**Reading passage**
Loose village and church

Loose village might have gotten its name from Anglo Saxon “Looze” – pig-pen, a pig shelter. This name could be closely linked to the giant yew tree: it is possible that in earlier times, there was a wooden fence around the yew tree and pigs had shelter under its dense foliage after a day in the nearby hills (2.). Today this is a picturesque village with several old buildings, including the medieval All Saints’ Church, as well as larger quarters of more recent private houses.

The current All Saints’ Church is quite old. The main part of the building was initially constructed in the 13th century, but the tower (which is set in an angle) might be older. Its nave still has traces of medieval paintings. The three bells of the church are quite old as well: respectively, from 1550, 1603, and 1629 (this one later was recast two more times).

**To do**
A – Give every year the passage on Loose village and church assigns to one of the church bells.
B – According to the passage on Loose village and church, which Anglo Saxon word might the village's name come from, and what does that word mean?
C – Extend the passage on Loose village and church from its last sentence onward.
The lines that come next play no part in this work.

**Information provided**
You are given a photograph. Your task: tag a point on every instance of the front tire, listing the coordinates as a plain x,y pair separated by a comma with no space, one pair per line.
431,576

**Answers to the tasks**
A – 1550, 1603, 1629

B – "Looze," meaning a pig-pen or pig shelter.

C –
Yew at Loose church

Yew at Loose All Saints' Church
Yew at Loose All Saints’ Church./ Marathon, Wikimedia Commons / CC BY-SA 2.0

The ancient yew grows close to the church, in the churchyard. However, it would be more correct to say that the medieval church was built next to the yew, because the yew, most likely, is older than the church.

This tree is male. Its slanted trunk has an enormous hollow that has divided it into several parts that join together at the height of approximately 1.8 m.

In earlier times the tree was larger – the storm in 1968 split the trunk, decreasing its circumference. Before this, the trunk, reportedly, had a girth of 36.5 feet (11.1 m!). (2.)

The tree is enclosed in a metal railing. Most likely, this is the reason why we do not have too many measurements of it. The book “The Sacred Yew” (1994) gives a circumference of 33 feet (10.06 m) (1.), but more recent measurement (2012, 2.) at the height of 1.5 m gives 9.6 m.

The tree has excellent health and it is comparatively well-known and well-respected.

A small stream, named The Brooks, runs next to the tree towards the nearby millpond.

Legend of Loose Yew

According to a legend, the All Saints’ Church has ghosts that are linked to the yew tree. (3.)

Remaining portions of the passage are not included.